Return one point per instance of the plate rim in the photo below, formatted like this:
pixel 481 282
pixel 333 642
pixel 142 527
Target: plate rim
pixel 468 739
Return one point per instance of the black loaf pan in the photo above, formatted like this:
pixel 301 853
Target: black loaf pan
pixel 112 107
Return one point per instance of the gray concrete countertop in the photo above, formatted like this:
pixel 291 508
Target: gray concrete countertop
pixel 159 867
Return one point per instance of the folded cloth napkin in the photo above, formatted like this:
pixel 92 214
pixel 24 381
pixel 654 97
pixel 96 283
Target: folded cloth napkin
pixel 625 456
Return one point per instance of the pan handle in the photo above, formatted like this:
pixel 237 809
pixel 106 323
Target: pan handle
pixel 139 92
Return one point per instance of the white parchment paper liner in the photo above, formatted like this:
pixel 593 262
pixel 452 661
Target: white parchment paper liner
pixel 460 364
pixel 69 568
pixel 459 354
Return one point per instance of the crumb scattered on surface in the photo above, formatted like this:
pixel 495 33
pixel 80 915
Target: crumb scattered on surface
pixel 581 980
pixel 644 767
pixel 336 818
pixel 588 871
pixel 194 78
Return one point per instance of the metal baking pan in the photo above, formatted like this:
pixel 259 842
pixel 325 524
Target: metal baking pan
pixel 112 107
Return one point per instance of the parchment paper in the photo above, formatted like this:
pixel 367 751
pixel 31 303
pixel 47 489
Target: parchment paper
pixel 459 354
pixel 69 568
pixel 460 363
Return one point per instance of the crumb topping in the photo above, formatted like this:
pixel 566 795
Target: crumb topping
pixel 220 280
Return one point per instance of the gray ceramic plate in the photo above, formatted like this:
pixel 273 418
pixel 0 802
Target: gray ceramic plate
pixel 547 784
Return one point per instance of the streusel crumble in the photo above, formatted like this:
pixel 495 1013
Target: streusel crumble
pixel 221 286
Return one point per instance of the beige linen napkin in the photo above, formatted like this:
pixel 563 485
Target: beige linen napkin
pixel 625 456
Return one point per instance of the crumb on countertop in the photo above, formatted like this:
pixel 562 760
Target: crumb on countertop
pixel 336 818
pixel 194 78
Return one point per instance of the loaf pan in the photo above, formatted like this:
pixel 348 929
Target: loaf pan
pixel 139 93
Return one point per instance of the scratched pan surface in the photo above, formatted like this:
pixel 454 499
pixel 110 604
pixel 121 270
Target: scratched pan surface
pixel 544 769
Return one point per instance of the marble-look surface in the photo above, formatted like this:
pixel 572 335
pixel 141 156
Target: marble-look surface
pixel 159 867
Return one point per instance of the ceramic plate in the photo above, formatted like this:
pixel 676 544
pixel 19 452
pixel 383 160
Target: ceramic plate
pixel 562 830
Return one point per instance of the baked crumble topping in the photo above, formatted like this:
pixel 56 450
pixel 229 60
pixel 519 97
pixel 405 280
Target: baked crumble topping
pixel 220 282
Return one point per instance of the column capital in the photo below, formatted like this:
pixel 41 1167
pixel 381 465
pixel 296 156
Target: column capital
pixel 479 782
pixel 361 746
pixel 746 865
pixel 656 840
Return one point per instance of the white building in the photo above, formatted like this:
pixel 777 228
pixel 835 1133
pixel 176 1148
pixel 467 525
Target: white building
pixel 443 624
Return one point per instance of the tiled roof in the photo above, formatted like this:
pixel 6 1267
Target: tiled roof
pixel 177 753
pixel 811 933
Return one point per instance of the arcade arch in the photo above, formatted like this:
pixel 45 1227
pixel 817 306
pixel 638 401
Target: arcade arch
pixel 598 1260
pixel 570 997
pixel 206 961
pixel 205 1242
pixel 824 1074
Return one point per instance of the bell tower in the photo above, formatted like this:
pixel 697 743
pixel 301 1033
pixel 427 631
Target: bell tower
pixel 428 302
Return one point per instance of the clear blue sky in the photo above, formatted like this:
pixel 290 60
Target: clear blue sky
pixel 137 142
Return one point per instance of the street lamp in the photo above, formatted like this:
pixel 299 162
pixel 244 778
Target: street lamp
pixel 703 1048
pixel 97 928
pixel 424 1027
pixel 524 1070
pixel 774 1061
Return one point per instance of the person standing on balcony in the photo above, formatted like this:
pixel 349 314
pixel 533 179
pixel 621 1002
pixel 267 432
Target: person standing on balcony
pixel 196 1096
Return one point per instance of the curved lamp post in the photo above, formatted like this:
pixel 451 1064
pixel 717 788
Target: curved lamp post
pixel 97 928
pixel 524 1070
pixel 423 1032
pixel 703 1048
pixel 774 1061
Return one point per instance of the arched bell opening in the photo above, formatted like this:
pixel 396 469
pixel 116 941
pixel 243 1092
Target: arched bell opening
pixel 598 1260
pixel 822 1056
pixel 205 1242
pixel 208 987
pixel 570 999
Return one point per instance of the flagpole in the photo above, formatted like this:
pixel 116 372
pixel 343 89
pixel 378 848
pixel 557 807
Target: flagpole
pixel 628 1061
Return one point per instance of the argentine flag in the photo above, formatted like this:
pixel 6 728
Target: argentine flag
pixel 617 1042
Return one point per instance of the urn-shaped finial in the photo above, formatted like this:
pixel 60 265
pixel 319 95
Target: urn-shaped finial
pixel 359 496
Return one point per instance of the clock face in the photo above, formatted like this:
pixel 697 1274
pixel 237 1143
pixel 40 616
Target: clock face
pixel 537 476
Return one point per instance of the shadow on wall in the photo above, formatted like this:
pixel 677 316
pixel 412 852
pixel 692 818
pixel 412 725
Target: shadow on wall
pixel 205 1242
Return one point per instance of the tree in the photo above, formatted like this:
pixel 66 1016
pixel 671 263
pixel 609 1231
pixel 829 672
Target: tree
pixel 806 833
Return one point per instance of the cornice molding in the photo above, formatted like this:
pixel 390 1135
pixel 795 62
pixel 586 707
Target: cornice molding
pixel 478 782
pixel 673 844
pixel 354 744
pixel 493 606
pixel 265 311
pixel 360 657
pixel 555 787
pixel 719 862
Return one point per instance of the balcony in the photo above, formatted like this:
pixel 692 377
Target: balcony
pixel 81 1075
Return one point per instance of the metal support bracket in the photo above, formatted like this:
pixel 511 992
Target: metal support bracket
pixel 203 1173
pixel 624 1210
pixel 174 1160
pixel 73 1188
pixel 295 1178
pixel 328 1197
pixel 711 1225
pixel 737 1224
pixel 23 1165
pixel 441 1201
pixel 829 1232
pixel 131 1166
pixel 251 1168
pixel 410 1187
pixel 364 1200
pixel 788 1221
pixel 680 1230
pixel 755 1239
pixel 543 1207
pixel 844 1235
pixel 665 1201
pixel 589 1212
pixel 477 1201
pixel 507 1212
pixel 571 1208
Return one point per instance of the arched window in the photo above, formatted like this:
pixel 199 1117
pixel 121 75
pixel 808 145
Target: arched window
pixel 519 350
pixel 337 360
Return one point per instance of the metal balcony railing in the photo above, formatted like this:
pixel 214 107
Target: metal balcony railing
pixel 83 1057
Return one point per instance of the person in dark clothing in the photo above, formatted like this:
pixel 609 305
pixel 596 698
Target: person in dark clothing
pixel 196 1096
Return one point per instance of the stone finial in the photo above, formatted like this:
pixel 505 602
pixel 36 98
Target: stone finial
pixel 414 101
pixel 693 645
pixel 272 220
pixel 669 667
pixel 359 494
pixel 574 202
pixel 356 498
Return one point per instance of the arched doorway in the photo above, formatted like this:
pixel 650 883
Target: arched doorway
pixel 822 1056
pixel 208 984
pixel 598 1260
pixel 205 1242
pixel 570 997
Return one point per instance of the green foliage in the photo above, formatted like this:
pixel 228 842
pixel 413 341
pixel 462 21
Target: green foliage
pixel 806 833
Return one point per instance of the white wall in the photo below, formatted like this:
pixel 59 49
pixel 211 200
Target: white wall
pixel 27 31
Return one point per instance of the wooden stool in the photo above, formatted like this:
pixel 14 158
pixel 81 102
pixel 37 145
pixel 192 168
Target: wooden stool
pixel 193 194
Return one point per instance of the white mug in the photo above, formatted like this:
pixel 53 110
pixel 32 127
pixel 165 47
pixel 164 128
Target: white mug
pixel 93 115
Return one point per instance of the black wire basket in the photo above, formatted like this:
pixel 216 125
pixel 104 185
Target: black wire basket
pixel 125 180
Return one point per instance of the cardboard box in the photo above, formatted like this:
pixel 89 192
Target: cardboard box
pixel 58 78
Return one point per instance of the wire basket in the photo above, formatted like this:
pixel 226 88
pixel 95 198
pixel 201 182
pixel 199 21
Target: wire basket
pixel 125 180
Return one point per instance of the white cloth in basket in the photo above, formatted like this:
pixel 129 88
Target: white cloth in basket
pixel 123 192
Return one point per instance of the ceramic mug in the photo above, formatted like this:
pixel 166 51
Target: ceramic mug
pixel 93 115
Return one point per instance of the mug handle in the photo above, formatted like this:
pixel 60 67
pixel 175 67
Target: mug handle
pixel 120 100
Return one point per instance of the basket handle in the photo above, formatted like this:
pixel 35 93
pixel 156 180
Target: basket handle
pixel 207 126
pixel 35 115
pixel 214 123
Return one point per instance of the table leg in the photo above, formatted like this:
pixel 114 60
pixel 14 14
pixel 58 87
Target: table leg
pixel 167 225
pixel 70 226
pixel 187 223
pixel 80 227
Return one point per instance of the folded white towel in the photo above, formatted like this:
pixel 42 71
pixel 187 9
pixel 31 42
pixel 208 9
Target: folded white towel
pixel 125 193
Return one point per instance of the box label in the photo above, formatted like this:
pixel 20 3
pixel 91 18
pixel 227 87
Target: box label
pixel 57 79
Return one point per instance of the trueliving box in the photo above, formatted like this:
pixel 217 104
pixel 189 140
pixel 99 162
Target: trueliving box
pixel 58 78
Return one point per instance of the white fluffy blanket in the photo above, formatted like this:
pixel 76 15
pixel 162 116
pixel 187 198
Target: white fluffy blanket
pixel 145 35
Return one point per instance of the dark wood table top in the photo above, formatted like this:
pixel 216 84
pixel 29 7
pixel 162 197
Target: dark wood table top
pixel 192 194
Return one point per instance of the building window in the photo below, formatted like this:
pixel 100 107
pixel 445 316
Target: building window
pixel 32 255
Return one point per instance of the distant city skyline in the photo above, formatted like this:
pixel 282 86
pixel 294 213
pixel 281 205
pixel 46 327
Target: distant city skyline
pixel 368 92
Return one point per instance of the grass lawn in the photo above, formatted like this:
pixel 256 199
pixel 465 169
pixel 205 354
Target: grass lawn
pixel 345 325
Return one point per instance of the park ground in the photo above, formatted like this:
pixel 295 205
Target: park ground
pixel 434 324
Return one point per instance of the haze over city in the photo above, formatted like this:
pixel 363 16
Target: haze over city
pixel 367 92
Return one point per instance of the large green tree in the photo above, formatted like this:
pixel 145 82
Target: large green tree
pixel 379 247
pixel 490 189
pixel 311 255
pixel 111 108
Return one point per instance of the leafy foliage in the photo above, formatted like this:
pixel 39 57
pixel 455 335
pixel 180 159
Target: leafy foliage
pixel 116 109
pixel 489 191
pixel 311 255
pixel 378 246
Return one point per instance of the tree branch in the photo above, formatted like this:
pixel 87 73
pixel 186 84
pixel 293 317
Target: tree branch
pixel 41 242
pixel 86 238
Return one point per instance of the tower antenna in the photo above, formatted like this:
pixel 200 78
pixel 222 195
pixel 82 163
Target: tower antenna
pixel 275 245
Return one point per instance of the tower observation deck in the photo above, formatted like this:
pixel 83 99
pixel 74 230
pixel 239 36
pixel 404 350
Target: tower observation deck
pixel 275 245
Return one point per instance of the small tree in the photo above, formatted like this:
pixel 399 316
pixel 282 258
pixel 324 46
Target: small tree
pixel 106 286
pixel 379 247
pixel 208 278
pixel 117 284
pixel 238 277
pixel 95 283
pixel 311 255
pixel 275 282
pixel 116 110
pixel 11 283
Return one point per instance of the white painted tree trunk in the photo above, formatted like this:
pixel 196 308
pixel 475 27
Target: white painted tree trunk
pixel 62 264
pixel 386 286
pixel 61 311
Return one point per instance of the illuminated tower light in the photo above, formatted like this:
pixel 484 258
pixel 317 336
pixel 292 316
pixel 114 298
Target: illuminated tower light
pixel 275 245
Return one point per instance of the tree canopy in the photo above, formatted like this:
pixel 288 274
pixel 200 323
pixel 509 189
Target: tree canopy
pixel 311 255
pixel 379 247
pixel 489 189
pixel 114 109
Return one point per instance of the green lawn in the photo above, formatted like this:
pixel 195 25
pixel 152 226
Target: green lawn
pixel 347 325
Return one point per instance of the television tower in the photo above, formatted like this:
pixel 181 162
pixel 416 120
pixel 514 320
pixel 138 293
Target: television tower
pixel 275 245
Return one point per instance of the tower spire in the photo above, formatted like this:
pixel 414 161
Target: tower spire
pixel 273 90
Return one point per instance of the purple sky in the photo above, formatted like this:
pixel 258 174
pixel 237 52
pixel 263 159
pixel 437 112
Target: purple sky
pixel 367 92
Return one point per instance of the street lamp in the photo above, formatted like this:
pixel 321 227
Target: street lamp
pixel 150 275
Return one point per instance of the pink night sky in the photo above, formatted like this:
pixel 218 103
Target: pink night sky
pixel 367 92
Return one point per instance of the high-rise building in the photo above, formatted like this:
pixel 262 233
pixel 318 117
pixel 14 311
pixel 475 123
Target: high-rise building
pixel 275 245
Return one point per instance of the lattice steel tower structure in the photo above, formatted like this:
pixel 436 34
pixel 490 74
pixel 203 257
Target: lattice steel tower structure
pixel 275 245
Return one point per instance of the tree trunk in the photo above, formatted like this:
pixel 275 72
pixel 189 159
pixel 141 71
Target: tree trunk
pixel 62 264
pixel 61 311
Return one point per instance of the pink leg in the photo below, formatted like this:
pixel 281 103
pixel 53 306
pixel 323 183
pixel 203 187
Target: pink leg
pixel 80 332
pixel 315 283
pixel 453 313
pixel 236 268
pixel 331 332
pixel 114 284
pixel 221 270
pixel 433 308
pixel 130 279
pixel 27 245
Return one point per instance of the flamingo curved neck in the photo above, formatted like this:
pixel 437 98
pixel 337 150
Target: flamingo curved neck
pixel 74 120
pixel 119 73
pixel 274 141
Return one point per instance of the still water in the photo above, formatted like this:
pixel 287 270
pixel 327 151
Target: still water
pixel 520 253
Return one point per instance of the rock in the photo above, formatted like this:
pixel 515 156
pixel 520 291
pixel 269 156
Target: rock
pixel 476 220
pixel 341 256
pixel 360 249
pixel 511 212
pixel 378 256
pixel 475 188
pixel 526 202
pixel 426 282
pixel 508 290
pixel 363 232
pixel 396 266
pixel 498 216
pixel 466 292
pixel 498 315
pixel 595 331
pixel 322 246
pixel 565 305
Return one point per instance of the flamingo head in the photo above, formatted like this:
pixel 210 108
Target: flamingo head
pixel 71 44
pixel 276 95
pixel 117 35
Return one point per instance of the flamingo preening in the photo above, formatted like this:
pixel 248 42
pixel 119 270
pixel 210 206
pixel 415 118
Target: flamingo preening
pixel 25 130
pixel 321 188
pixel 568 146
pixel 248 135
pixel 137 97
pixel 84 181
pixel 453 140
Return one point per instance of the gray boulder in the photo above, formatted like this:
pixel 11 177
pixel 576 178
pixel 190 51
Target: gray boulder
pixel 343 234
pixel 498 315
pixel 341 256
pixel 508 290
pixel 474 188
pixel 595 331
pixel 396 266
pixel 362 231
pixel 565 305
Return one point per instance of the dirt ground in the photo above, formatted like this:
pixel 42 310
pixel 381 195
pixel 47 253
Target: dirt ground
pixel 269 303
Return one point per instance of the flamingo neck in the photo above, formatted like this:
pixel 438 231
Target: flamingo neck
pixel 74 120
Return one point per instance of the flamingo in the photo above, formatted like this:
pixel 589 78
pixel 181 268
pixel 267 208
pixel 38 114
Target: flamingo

**YOUR ASSIGNMENT:** Return word for word the lines above from the line with "Target: arched doorway" to the line with "pixel 129 88", including both and leaving out all others.

**OUTPUT OF THE EXERCISE:**
Target: arched doorway
pixel 822 1056
pixel 208 984
pixel 598 1260
pixel 205 1242
pixel 570 997
Return one point per instance of the green foliage in the photo above, formatted like this:
pixel 228 842
pixel 413 341
pixel 462 21
Target: green foliage
pixel 806 833
Return one point per instance of the white wall in the photo below, formatted like this:
pixel 59 49
pixel 211 200
Target: white wall
pixel 27 31
Return one point per instance of the wooden stool in the photo above, formatted like this:
pixel 14 158
pixel 81 102
pixel 37 145
pixel 192 168
Target: wooden stool
pixel 193 194
Return one point per instance of the white mug in the photo above, formatted like this:
pixel 53 110
pixel 32 127
pixel 165 47
pixel 164 128
Target: white mug
pixel 93 115
Return one point per instance of the black wire basket in the photo above, formatted like this:
pixel 216 125
pixel 104 185
Target: black wire basket
pixel 125 180
Return one point per instance of the cardboard box in the photo above, formatted like this:
pixel 89 192
Target: cardboard box
pixel 58 78
Return one point per instance of the wire basket in the photo above, formatted like this:
pixel 226 88
pixel 95 198
pixel 201 182
pixel 199 21
Target: wire basket
pixel 125 180
Return one point per instance of the white cloth in basket in the photo above, formatted like this:
pixel 129 88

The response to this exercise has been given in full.